抜粋本文 —
★ ★ ★ ★ ★
今回ご紹介するのは「ビブリア古書堂の事件手帖4 ~栞子さんと二つの顔~」(著:三上延)です。
-----内容-----
珍しい古書に関する特別な相談―
謎めいた依頼に、ビブリア古書堂の二人は鎌倉の雪ノ下へ向かう。
その家には驚くべきものが待っていた。
稀代の探偵、推理小説作家江戸川乱歩の膨大なコレクション。
それを譲る代わりに、ある人物が残した精巧な金庫を開けてほしいという。
金庫の謎には乱歩作品を取り巻く人々の数奇な人生が絡んでいた。
そして、深まる謎はあの人物までも引き寄せる。
美しき女店主とその母、謎解きは二人の知恵比べの様相を呈してくるのだが―。
-----感想-----
というわけで、待ちに待った「ビブリア古書堂の事件手帖」シリーズの第4巻
前作の終わり方からして、今作は激動の展開になる予感がしてとても気になっていました。
まず本を開いて印象的だったのが、鎌倉の鶴岡八幡宮の鳥居と満開の桜を描いた淡いイラスト。
今回の物語は桜が咲く春先の頃の物語です
時系列は2011年の4月上旬。
冒頭のプロローグの中で「東日本が大規模な震災に見舞われてから二十日あまり、四月に入った今も数日おきにこんな余震が起こっている」とあり、東日本大震災の混乱の余波が続く中物語が進んでいくことが分かりました。
ビブリア古書堂も被害を受けて、店の通路に立っていた棚が倒れて大量の古書が床に散乱するなどしたようですが、三日後には営業を再開出来たとのことで何よりでした。
そんな中、今回序盤から驚かされたのが「あの人物」の登場ですね。
篠川栞子と文香(あやか)の姉妹の母親にして、十年前に突如家を出て行ったきり行方が分からなかった篠川智恵子。
まさかあんな形で登場するとは思わず、とても驚きました。
「ビブリア古書堂の事件手帖」シリーズで最も重要な人物がいきなり出てきたことで、やはり今回の作品はこれまでベールに包まれていた「母親の謎」に一気に近付いていく予感がしてワクワクしました
今作では、このシリーズで初めて「一冊全てで一つの謎を解き明かしていく」という構成になっていました。
今までは各話ごとに謎を解決していたのが、今回は一冊丸々使って一つの謎に立ち向かって行きます。
その謎とは、江戸川乱歩作品の膨大なコレクションを持つ依頼人からの、「この家にある金庫を開けてほしい」というもの。
中には江戸川乱歩に縁のある珍しい品が入っていて、その価値は計り知れないとのこと。
金庫は鍵、ダイヤル、ボタンパスワードという三重のロックがかかった厳重なものです。
このうちダイヤルの数字が書かれたメモだけは依頼人が持っているのですが、色々な事情から鍵は別の家にあり、パスワードの暗証文字のほうは全く分からないという状態です。
★ ★ ★ ★ ★
必須課題 A —
抜粋本文に基づき、金庫にかけられているロックの種類をすべて挙げてください。

記録一覧 —
★ ★ ★ ★ ★
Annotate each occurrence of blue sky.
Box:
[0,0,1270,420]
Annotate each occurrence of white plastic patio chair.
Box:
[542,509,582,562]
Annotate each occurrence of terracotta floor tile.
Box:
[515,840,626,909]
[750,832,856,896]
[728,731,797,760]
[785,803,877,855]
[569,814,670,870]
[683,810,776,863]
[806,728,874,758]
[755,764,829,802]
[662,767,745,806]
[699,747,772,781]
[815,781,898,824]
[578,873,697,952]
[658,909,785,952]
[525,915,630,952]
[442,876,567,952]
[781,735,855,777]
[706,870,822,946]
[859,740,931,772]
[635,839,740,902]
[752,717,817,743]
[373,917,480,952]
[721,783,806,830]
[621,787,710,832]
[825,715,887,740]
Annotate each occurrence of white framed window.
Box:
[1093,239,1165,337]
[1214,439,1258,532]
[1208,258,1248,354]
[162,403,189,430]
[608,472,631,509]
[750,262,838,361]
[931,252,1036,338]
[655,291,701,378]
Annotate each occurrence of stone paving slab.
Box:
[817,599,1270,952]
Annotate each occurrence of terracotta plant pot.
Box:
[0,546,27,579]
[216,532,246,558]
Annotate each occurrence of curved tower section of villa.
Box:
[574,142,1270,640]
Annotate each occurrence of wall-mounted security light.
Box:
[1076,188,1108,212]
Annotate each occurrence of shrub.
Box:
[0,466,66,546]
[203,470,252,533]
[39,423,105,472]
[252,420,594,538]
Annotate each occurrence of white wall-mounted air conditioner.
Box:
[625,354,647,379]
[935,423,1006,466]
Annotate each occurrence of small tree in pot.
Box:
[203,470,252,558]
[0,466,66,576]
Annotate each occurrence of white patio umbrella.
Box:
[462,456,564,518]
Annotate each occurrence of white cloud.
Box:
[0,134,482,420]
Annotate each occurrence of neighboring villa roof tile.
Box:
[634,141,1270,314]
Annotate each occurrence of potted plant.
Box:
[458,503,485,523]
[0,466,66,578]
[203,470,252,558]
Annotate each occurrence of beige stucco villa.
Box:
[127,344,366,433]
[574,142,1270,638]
★ ★ ★ ★ ★
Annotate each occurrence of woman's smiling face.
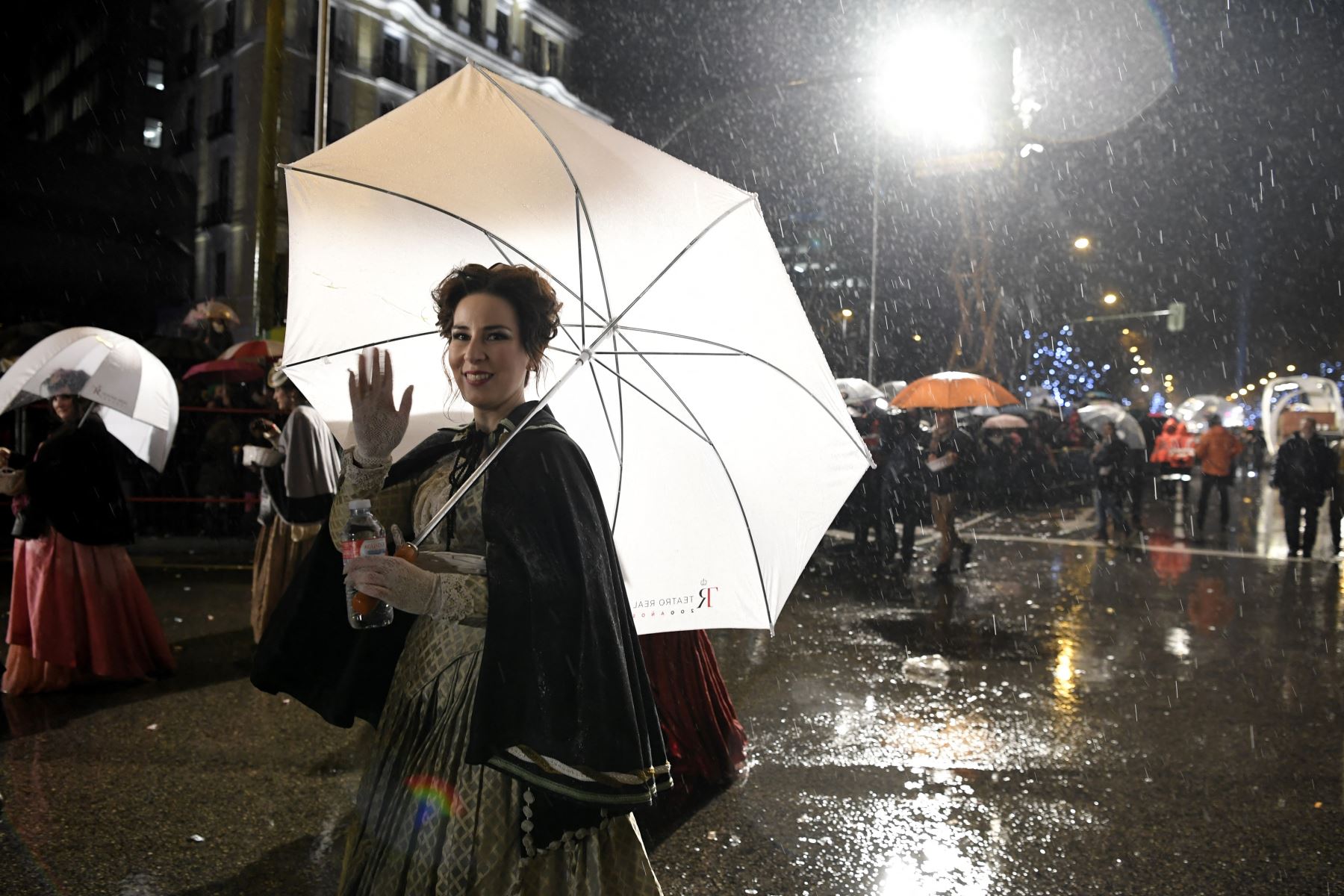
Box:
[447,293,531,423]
★ ★ ★ ★ ★
必須課題 B —
記録の「Annotate each occurrence of blue sky.」を含む行から「[0,466,66,576]」を含む行までを、「terracotta」を「clay」に置き換えて書き直してください。ほかの部分は一切変えず、これらの行のみを示してください。

記述解答 A —
鍵、ダイヤル、ボタンパスワード

記述解答 B —
Annotate each occurrence of blue sky.
Box:
[0,0,1270,420]
Annotate each occurrence of white plastic patio chair.
Box:
[542,509,582,562]
Annotate each occurrence of clay floor tile.
Box:
[515,840,626,909]
[750,832,856,896]
[728,731,797,760]
[785,803,877,855]
[569,814,670,870]
[683,810,776,863]
[806,728,874,758]
[755,764,829,802]
[662,767,745,806]
[699,747,772,781]
[815,781,898,824]
[578,873,697,952]
[658,909,785,952]
[525,915,630,952]
[442,876,567,952]
[781,735,855,777]
[706,870,822,946]
[859,740,931,772]
[635,839,740,902]
[752,717,817,743]
[373,917,480,952]
[721,783,806,830]
[621,787,710,832]
[825,715,887,740]
Annotate each occurrence of white framed window.
Box:
[1093,239,1165,337]
[1214,439,1258,532]
[1208,258,1248,354]
[162,403,189,430]
[608,472,631,509]
[750,262,838,361]
[931,252,1036,338]
[655,291,701,378]
Annotate each occurrence of stone paving slab.
Box:
[817,599,1270,952]
Annotate each occurrence of clay plant pot.
Box:
[0,546,27,579]
[216,532,246,558]
Annotate each occurrence of curved tower section of villa.
Box:
[574,142,1270,640]
Annotate each occurrence of wall-mounted security light.
Box:
[1076,188,1108,212]
Annotate each occurrence of shrub.
Box:
[0,466,66,546]
[203,470,252,533]
[39,423,105,472]
[252,420,594,538]
Annotate each occurrence of white wall-mounted air conditioner.
Box:
[625,354,647,379]
[935,423,1006,466]
Annotate each occurrence of small tree in pot.
Box:
[203,470,252,558]
[0,466,66,576]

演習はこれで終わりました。